PASSAGE SHOWN =

Where and When Development Occurs
“Every baby’s brain contains a variety of immature precursor cells that could, in theory, be enlisted to help mend injuries,” says Rowitch. But first scientists need to know more about how and what these cells do. To that end, he has been collaborating with UCSF neural stem cell biologist Arturo Alvarez-Buylla and neurosurgeon and postdoctoral fellow Nader Sanai, now at Barrow Neurological Institute in Phoenix, to map the trajectory of human stem cell activity emanating from a rich pocket of neurogenesis in the brain known as the subventricular zone (SVZ).
The SVZ has been well characterized in mice, in nonhuman primates, and, to a lesser extent, in human fetuses and older adults. But no one knew if or how activity in that region changed over the course of brain development in newborns and young children.
Now, by carefully comparing the cellular architecture of brain tissue from 54 infants, young children, and teens, Rowitch, Sanai, and Alvarez-Buylla have begun filling that information gap—and turning up surprises. For one thing, at least some of the stem cells arising from the SVZ travel to a different region in the human brain than in the mouse brain.
“In humans we’re seeing streams of cells from the SVZ moving not just into the olfactory bulb but also toward the frontal cortex,” says Sanai, who was an HHMI fellow during his medical school training at UCSF. “That newly discovered pathway raises questions about the mechanics of how the brain developed and evolved.”

INFORMATION SUPPLIED =
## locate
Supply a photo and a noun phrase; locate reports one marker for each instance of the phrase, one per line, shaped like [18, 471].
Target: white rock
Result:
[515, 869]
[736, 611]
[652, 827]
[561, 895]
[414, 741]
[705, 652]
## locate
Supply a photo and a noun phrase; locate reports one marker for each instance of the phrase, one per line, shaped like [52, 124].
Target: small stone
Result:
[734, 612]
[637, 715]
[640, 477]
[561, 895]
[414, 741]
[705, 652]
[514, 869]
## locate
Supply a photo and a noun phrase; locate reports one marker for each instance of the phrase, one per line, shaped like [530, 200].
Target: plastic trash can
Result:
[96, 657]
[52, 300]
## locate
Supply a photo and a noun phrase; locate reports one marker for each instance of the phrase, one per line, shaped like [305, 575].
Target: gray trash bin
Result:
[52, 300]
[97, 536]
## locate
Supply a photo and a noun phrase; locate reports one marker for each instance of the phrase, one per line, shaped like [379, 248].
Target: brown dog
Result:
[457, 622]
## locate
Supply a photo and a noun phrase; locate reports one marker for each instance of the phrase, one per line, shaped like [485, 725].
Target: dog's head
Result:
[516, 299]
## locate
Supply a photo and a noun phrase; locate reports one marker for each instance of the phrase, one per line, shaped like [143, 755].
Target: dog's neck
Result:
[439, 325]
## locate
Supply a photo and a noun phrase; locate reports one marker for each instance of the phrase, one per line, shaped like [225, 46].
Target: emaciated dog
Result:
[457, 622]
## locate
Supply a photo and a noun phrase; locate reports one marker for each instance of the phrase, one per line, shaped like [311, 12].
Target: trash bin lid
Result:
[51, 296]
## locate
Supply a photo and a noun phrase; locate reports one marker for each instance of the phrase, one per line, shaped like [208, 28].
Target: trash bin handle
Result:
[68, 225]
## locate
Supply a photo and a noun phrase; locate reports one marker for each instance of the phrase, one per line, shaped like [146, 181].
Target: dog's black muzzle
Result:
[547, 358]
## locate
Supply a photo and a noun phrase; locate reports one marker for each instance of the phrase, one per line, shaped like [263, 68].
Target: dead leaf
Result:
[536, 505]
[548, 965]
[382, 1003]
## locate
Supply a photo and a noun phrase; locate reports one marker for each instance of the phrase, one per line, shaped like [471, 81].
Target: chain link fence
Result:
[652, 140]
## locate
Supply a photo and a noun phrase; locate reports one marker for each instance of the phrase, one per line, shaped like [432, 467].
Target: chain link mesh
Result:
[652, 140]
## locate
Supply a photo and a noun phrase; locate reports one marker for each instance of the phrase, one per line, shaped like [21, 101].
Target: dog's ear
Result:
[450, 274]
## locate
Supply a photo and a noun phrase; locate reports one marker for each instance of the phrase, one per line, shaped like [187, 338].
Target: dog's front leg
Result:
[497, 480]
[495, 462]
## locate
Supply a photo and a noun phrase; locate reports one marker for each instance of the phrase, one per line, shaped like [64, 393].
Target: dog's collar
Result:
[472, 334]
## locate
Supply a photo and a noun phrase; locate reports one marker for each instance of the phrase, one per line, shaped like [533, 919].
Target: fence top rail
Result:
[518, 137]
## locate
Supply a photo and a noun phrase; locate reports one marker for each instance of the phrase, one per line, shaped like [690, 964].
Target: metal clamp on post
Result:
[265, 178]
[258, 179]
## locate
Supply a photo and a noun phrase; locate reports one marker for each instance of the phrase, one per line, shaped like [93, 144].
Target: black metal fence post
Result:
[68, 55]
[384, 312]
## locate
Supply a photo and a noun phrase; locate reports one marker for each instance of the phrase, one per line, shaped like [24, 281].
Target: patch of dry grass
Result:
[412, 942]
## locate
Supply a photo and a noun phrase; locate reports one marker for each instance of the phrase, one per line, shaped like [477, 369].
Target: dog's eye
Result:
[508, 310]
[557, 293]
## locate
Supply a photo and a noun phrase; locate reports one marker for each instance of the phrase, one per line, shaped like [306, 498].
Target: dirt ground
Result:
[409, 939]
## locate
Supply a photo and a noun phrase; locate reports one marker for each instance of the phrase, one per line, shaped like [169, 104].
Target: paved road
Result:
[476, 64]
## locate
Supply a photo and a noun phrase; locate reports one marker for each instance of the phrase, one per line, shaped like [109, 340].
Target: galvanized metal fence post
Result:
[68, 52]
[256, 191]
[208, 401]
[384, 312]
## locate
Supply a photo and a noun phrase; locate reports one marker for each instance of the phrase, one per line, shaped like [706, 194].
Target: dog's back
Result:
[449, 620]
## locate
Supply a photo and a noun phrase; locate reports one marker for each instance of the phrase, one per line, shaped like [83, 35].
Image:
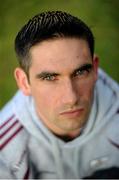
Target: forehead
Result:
[60, 54]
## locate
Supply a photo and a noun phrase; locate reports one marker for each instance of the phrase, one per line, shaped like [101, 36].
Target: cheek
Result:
[44, 99]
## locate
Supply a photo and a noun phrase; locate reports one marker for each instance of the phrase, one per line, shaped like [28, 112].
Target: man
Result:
[64, 120]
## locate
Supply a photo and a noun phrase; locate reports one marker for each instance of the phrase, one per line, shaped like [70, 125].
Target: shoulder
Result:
[13, 135]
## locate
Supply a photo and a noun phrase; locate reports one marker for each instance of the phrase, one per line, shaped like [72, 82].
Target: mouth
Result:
[72, 113]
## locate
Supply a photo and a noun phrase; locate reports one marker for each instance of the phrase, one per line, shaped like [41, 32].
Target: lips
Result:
[72, 113]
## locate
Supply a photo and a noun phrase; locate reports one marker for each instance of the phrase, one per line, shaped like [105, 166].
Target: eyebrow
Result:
[80, 68]
[86, 66]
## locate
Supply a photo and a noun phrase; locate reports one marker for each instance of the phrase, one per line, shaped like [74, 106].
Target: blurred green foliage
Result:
[101, 15]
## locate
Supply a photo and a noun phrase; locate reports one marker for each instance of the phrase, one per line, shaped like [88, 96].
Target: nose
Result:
[69, 97]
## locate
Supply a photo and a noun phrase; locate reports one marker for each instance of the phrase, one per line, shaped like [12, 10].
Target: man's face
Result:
[62, 78]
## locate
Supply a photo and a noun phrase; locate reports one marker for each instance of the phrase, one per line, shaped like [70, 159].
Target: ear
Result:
[22, 81]
[96, 65]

REQUIRED ACTIONS =
1. Translate this sentence from the passage about the subventricular zone into Spanish: "The SVZ has been well characterized in mice, in nonhuman primates, and, to a lesser extent, in human fetuses and older adults."
2. Write the next paragraph of the passage about the subventricular zone, following on from its final sentence.

ANSWERS =
1. La SVZ ha sido bien caracterizada en ratones, en primates no humanos y, en menor medida, en fetos humanos y adultos mayores.

2.
Another dramatic twist: after a period of robust neurogenesis in the first year of life, the human SVZ apparently slows down, sharply tapering production of brain cells by the time a child is 18 months old, and then slowing to almost zero by age two. The finding should help settle conflicting earlier reports, say Sanai and Rowitch, that suggested the SVZ might churn out new cells well into adulthood. The results were reported October 20, 2011, in Nature.
The first year of life is a window of particular vulnerability and opportunity for the brain, says Rowitch. It’s a period of tremendous growth, organization, and flexibility, as fresh neural connections are created, broken, and remade. A better understanding of how things can go wrong in that critical period, he says, could ultimately improve the chances that things will go right.